A few months back, we wrote about defining and assessing rape culture in the United States, and how systemic violence and sexual assault is one of the most pertinent social issues our country is facing. It seems as if every single day there is breaking news about the harrowing implications of rape culture in the United States and abroad.
There are news reports about the normalization of street harassment and catcalling, and about college fraternities that bond over rape jokes and the objectification of female bodies at their institutions. Even more disturbing are stories about the escalation of violence that exists in this culture, of the humiliation, social stigmatization, and trauma that awaits victims of sexual assault. These stories are not going away; in fact they’re getting much worse.
Activist and author Eve Ensler bluntly explains how “One in three women on the planet will be raped or beaten in her lifetime. That is more than one billion women,” of global violence that targets countless women, and men. Like Ensler, many activists recognize that rape is used as a tool of oppression all around the world. It is employed as a war tactic in developing countries, and it is normalized globally by a culture that tells survivors “they were asking for it.” It happened in Steubenville, Maryville, West Aukland, and the Congo. It takes place on college campuses, between strangers, between acquaintances, and in public, every single day.

----

Prompt 1:
Reproduce the stretch of the rape culture passage from "A few months" through "getting much worse.", word for word.
Prompt 2:
Write the next part of the rape culture passage, picking up after its final sentence.

Dataset excerpts:
----

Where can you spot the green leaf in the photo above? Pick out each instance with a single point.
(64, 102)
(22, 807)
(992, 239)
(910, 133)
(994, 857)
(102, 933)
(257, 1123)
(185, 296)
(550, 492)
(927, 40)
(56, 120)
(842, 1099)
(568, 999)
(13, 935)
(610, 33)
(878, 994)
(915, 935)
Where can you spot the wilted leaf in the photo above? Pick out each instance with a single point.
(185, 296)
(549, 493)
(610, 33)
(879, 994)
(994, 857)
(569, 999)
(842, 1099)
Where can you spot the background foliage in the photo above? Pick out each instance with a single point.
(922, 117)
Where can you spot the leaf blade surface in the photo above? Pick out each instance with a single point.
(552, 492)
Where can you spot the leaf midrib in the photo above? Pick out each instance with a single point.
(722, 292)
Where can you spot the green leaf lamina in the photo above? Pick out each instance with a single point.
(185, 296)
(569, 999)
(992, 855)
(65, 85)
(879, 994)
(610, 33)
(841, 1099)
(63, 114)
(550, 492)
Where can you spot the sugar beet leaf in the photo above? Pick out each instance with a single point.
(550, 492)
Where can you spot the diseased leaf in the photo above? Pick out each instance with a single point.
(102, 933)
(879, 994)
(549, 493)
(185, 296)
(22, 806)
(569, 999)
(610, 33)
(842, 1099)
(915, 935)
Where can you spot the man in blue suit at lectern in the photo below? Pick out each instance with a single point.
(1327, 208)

----

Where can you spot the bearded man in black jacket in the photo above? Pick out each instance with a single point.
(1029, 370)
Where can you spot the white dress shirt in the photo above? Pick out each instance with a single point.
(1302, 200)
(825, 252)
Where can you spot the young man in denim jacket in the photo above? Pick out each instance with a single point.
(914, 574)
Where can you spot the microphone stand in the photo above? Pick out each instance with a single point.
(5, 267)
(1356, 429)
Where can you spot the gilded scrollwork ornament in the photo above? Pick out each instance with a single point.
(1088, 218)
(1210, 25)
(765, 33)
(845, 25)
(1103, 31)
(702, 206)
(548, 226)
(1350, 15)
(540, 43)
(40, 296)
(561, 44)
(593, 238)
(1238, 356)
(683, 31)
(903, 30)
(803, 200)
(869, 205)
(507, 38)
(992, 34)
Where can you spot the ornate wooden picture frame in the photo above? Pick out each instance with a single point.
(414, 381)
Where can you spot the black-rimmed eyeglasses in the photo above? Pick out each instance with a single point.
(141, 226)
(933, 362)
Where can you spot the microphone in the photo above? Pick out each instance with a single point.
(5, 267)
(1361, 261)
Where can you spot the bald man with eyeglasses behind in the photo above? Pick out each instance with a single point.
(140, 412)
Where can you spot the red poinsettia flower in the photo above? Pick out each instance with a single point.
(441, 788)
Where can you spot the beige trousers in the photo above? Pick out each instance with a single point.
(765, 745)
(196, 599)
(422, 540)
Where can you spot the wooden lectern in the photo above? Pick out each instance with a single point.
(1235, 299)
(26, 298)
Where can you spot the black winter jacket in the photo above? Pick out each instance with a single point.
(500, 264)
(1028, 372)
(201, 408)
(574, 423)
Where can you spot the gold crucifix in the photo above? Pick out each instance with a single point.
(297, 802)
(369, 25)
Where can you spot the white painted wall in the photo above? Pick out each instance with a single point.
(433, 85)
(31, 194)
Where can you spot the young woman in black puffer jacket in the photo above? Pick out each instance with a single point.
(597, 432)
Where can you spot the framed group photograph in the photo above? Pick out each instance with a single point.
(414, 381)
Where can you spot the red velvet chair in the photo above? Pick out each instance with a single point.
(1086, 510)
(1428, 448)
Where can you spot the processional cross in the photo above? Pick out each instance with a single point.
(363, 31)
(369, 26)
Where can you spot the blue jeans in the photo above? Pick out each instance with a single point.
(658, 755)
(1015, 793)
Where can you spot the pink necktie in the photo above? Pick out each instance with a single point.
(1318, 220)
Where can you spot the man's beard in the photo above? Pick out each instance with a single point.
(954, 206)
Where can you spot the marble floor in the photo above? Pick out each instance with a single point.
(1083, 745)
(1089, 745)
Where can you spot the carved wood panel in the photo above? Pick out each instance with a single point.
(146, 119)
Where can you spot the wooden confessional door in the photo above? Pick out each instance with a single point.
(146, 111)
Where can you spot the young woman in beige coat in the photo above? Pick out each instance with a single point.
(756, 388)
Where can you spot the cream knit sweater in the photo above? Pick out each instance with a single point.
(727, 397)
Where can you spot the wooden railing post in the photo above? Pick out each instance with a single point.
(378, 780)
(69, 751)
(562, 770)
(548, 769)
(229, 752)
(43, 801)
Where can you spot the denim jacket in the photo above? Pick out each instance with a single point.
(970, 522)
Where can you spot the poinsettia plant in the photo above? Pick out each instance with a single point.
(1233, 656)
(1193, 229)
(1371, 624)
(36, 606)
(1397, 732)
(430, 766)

----

Written reply 1:
A few months back, we wrote about defining and assessing rape culture in the United States, and how systemic violence and sexual assault is one of the most pertinent social issues our country is facing. It seems as if every single day there is breaking news about the harrowing implications of rape culture in the United States and abroad.
There are news reports about the normalization of street harassment and catcalling, and about college fraternities that bond over rape jokes and the objectification of female bodies at their institutions. Even more disturbing are stories about the escalation of violence that exists in this culture, of the humiliation, social stigmatization, and trauma that awaits victims of sexual assault. These stories are not going away; in fact they’re getting much worse.

Written reply 2:
Recently, it was announced that a man convicted of violently raping 38 women will be released from a state hospital and allowed to live in a suburban area. Legal analyst Kendall Coffey explains, “It’s not a lot of consolation to people in those communities. In the 90’s the law changed dramatically in a lot of respects…but back in the 70’s or 80’s, it was a different era and victims had much less protection,” of the way that laws have evolved to better protect rape victims. It’s the year 2013, and while there are some protections for victims of sexual assault, there is still much work to be done. The fact that a convicted sex offender will enjoy freedom even after the violent crimes he committed is indicative of the way our society neglects victims of rape. How is his release going to impact the women he harmed?
Expanding the dialogue about how sexual assault pervades our culture and others is critical in determining how to end it. As long as gang rape, nonconsensual sex, street harassment, and violence exist as normalized facets of society, we cannot stop addressing these issues. Eve Ensler’s organization V-DAY operates under the mantra: Until the violence stops. So too will conversations and activists working ceaselessly to end sexual assault.